**Exercise prompt**
Output every entry below exactly as it is written.

**Dataset entries**
══════════

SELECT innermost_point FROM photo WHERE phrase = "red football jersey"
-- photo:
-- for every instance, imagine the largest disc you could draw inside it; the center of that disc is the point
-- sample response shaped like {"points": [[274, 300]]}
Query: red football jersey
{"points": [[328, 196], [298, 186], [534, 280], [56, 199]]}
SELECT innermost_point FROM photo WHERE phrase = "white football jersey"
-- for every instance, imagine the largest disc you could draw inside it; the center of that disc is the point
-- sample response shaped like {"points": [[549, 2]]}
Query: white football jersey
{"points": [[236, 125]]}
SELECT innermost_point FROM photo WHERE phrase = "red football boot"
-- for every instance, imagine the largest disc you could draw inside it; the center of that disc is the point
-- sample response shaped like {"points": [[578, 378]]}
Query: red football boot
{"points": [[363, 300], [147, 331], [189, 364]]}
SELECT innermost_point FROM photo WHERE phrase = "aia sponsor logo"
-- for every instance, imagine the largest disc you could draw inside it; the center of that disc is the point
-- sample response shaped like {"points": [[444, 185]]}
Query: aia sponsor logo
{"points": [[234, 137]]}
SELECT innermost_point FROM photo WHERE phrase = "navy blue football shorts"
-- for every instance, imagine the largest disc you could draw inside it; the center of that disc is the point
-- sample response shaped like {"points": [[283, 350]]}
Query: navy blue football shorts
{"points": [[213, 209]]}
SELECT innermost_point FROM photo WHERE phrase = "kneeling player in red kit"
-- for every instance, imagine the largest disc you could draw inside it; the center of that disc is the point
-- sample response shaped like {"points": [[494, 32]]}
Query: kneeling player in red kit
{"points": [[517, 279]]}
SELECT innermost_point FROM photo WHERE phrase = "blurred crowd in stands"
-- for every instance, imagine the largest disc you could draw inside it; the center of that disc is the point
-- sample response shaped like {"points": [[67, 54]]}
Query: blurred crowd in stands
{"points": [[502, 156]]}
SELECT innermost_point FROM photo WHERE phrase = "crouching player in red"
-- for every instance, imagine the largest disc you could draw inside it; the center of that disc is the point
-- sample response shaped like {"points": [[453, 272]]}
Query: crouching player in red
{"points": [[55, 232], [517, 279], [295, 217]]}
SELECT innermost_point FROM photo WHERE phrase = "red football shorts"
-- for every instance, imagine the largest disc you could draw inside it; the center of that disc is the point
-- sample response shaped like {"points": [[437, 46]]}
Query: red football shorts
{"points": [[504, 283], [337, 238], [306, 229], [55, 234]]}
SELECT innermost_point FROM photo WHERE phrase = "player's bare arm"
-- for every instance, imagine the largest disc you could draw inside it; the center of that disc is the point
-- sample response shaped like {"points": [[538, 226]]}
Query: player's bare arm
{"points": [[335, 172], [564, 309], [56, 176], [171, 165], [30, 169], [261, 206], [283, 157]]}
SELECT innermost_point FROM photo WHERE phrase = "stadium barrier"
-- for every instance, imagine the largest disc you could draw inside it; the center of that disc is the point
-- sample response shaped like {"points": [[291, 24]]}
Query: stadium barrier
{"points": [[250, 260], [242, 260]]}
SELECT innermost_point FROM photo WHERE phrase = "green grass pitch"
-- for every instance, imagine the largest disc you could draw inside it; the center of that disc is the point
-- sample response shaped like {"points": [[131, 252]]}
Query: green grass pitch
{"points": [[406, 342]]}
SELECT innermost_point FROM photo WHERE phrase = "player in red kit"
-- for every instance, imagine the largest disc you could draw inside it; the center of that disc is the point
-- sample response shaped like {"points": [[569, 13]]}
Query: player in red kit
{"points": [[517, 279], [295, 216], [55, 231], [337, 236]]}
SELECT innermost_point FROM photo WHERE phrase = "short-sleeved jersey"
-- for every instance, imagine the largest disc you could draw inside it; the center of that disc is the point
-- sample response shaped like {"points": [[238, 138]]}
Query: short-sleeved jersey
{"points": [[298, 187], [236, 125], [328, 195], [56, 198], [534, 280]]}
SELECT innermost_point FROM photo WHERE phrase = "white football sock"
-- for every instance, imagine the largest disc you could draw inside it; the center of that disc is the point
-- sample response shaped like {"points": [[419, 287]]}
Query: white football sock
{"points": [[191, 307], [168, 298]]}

══════════

**Answer for this exercise**
SELECT innermost_point FROM photo WHERE phrase = "red football jersey"
-- photo:
-- for every instance, imagine the largest disc you could draw inside it; the center of that disc is the point
-- sample response shaped like {"points": [[274, 300]]}
Query: red football jersey
{"points": [[328, 196], [298, 186], [534, 280], [56, 199]]}
SELECT innermost_point FROM photo WHERE phrase = "white football jersey"
-- for every instance, imagine the largest disc you could draw inside it; the center of that disc is the point
-- sample response shaped like {"points": [[549, 2]]}
Query: white football jersey
{"points": [[236, 125]]}
SELECT innermost_point FROM photo WHERE phrase = "red football boot"
-- for every instance, imagine the largest disc you could draw inside it; the center of that disc is the point
-- sample response shaped like {"points": [[578, 378]]}
Query: red football boot
{"points": [[363, 300], [147, 331], [189, 364]]}
SELECT innermost_point FROM photo WHERE phrase = "aia sponsor logo"
-- for every instance, imagine the largest disc you could draw inside it; the center of that disc is the point
-- sample response shaped like {"points": [[444, 185]]}
Query: aia sponsor logo
{"points": [[234, 137]]}
SELECT innermost_point FROM photo WHERE phrase = "navy blue football shorts"
-- for every instance, imagine the largest disc you could draw inside it; the center of that disc is the point
-- sample response shaped like {"points": [[283, 350]]}
Query: navy blue football shorts
{"points": [[213, 209]]}
SELECT innermost_point FROM photo WHERE phrase = "kneeling player in red kit"
-- for every instance, imagine the largest disc you could draw inside it; the center of that disc is the point
-- sample response shaped like {"points": [[494, 32]]}
Query: kneeling player in red kit
{"points": [[517, 279]]}
SELECT innermost_point FROM photo WHERE phrase = "blurred crowd in stands"
-- for every instance, imagine the largest disc you could draw inside it; the center of that disc is the point
-- sample response shaped like {"points": [[67, 54]]}
Query: blurred crowd in stands
{"points": [[502, 156]]}
SELECT innermost_point FROM photo WHERE phrase = "crouching player in red"
-- for every instance, imagine the largest disc you could draw inside it; the center of that disc is the point
-- sample response shaped like {"points": [[453, 272]]}
Query: crouching player in red
{"points": [[55, 232], [517, 279], [295, 217]]}
SELECT innermost_point FROM photo WHERE phrase = "red football shorts"
-- for every instance, imagine the largest disc you could draw inside it; the center of that disc is the point
-- sample response shaped like {"points": [[437, 46]]}
Query: red football shorts
{"points": [[504, 283], [337, 238], [306, 229], [55, 234]]}
SELECT innermost_point FROM photo WHERE phrase = "player's bare arm"
-- for every instance, imagine the largest disc you could draw inside it; the center of that disc is the point
-- sample response shaped like {"points": [[538, 226]]}
Query: player's bare arm
{"points": [[335, 172], [564, 309], [56, 176], [171, 165], [30, 169], [261, 206], [283, 157]]}
SELECT innermost_point FROM photo WHERE phrase = "stadium barrier"
-- for every instance, imagine the largest disc you could draw inside it; the center of that disc is the point
-- sample response shaped like {"points": [[291, 24]]}
Query: stadium barrier
{"points": [[250, 260], [242, 260]]}
SELECT innermost_point FROM photo WHERE phrase = "green grass pitch"
-- for every instance, imagine the largest disc you could draw inside it; the center of that disc is the point
-- sample response shaped like {"points": [[131, 252]]}
Query: green grass pitch
{"points": [[406, 342]]}
SELECT innermost_point FROM photo WHERE phrase = "player in red kit"
-- for every instance, imagine the largest disc you could draw inside it; the center of that disc is the point
-- sample response shaped like {"points": [[569, 13]]}
Query: player in red kit
{"points": [[517, 279], [295, 216], [55, 231], [337, 236]]}
SELECT innermost_point FROM photo WHERE phrase = "short-sleeved jersey"
-- for every instance, imagine the largest disc you could draw inside it; the center of that disc is the point
-- sample response shaped like {"points": [[238, 138]]}
Query: short-sleeved jersey
{"points": [[298, 187], [236, 125], [328, 195], [56, 198], [534, 280]]}
SELECT innermost_point FROM photo WHERE phrase = "white football sock"
-- for every instance, imagine the largest disc you could draw inside it; the center of that disc is the point
-- sample response shaped like {"points": [[419, 287]]}
Query: white football sock
{"points": [[191, 307], [168, 298]]}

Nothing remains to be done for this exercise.